Start of Block
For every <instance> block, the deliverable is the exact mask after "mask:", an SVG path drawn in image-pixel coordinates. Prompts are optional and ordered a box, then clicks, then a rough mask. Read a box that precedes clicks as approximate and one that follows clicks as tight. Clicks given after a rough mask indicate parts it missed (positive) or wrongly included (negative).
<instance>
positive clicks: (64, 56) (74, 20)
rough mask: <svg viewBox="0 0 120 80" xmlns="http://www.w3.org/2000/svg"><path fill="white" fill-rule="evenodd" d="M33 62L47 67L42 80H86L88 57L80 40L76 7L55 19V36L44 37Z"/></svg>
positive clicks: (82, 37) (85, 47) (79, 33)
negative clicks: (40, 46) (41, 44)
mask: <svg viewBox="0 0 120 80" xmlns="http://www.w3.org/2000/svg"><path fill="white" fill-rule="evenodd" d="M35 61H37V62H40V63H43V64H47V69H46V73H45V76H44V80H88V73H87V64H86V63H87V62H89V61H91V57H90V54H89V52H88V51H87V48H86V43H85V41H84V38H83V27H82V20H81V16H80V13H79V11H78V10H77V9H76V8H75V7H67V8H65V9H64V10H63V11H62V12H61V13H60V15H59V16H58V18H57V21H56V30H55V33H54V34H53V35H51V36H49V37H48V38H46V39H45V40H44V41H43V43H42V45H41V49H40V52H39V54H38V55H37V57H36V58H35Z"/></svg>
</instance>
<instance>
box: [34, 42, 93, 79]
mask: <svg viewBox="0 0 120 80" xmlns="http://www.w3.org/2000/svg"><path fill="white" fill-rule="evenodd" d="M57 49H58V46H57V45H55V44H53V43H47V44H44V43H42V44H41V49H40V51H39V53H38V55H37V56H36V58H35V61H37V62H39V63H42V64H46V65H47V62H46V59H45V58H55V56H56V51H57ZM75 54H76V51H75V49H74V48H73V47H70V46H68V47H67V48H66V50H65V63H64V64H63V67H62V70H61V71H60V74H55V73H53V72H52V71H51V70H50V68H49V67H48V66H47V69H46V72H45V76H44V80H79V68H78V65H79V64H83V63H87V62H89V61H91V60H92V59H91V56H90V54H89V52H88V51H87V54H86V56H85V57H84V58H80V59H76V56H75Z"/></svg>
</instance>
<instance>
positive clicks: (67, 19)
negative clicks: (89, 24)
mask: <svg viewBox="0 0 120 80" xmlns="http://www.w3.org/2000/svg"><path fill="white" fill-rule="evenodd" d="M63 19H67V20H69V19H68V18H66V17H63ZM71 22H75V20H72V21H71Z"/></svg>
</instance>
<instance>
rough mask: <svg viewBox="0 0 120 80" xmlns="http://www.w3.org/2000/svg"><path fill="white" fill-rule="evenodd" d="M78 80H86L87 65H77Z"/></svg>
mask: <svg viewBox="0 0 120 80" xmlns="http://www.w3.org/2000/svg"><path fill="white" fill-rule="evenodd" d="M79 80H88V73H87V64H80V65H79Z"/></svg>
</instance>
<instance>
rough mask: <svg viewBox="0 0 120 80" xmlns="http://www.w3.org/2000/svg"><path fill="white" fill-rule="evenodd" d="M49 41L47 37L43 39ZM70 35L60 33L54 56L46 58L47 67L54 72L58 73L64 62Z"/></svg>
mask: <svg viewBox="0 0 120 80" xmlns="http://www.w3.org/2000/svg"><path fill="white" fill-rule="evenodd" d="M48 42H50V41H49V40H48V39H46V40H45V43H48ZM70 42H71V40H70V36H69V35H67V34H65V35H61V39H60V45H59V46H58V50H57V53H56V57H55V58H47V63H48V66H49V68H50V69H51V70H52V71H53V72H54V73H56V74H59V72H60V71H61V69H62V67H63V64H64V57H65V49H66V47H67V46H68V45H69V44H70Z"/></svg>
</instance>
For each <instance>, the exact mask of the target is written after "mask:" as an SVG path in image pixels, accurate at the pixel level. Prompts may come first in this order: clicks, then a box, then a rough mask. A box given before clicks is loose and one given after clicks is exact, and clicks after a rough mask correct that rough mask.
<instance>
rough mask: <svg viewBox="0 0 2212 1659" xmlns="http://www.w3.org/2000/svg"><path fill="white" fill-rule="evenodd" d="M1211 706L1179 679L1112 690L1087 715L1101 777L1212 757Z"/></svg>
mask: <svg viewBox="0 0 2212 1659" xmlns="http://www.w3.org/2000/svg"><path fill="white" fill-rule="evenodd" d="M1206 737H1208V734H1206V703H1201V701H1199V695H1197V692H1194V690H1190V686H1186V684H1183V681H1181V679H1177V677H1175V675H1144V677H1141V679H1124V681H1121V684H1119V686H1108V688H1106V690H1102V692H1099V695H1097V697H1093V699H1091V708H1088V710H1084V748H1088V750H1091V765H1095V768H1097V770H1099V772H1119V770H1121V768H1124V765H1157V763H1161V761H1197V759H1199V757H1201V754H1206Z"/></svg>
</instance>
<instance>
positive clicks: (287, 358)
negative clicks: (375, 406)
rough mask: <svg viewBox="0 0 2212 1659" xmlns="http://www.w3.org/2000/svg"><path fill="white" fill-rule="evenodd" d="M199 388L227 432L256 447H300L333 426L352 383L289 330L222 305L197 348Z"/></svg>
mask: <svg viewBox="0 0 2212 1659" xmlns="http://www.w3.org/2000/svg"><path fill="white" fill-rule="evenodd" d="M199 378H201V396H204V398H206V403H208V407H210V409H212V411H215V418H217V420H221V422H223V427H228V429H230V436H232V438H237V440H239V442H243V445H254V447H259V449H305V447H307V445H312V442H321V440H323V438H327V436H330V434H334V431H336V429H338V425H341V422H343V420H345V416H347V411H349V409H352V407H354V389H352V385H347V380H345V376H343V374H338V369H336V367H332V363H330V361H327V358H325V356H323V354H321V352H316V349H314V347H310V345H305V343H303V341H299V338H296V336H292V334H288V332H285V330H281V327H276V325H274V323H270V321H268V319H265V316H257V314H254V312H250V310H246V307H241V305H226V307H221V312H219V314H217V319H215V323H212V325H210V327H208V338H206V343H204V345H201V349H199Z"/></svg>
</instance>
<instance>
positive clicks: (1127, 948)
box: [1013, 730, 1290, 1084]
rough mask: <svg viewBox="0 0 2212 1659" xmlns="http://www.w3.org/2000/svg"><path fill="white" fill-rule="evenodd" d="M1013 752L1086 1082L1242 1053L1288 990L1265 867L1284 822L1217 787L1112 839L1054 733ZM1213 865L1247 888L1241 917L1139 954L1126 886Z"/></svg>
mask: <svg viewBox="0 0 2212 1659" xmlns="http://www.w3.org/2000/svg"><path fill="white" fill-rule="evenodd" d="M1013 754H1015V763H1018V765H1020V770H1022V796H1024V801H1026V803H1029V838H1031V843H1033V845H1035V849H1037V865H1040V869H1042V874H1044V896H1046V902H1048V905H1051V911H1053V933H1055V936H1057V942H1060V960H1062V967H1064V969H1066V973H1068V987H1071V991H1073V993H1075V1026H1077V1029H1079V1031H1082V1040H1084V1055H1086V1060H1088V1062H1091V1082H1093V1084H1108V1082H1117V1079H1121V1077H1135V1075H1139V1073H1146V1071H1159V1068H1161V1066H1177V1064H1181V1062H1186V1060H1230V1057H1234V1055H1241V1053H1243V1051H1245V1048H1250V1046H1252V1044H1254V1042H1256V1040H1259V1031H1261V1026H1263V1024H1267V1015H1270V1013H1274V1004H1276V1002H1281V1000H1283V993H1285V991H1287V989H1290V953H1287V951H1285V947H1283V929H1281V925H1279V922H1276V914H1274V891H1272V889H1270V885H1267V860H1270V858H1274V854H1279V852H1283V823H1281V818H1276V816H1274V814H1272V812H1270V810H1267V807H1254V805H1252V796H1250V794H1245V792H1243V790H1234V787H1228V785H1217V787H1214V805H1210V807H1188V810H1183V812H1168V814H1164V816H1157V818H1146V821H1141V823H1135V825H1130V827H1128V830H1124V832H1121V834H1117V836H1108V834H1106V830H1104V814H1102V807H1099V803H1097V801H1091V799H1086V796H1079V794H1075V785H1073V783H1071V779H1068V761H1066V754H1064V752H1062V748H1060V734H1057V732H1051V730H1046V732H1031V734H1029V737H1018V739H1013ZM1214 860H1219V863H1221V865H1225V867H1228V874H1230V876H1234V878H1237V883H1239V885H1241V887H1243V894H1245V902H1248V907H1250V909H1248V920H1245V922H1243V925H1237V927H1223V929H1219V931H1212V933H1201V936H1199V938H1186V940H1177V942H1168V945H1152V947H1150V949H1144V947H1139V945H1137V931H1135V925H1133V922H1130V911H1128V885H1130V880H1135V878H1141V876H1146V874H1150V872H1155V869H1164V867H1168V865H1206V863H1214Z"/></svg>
End of Block
• _WHAT YOU SHOULD DO_
Every line of the listing above that includes "Prompts" should be copied out.

• _RESPONSE FOR THIS EXERCISE_
For every <instance> block, the deliverable is the exact mask after "mask:", an SVG path drawn in image-pixel coordinates. Prompts are optional and ordered a box, then clicks, then a rough mask. Read a box that precedes clicks as approximate and one that follows clicks as tight. Clicks given after a rough mask indicate parts it missed (positive) or wrongly included (negative).
For each <instance>, the exact mask of the target is written after "mask:" as an SVG path in image pixels, accurate at the pixel level. Prompts may come first in this order: clicks, then a box, then a rough mask. A box given before clicks is loose and one given after clicks is exact, and clicks after a rough mask correct that rough mask.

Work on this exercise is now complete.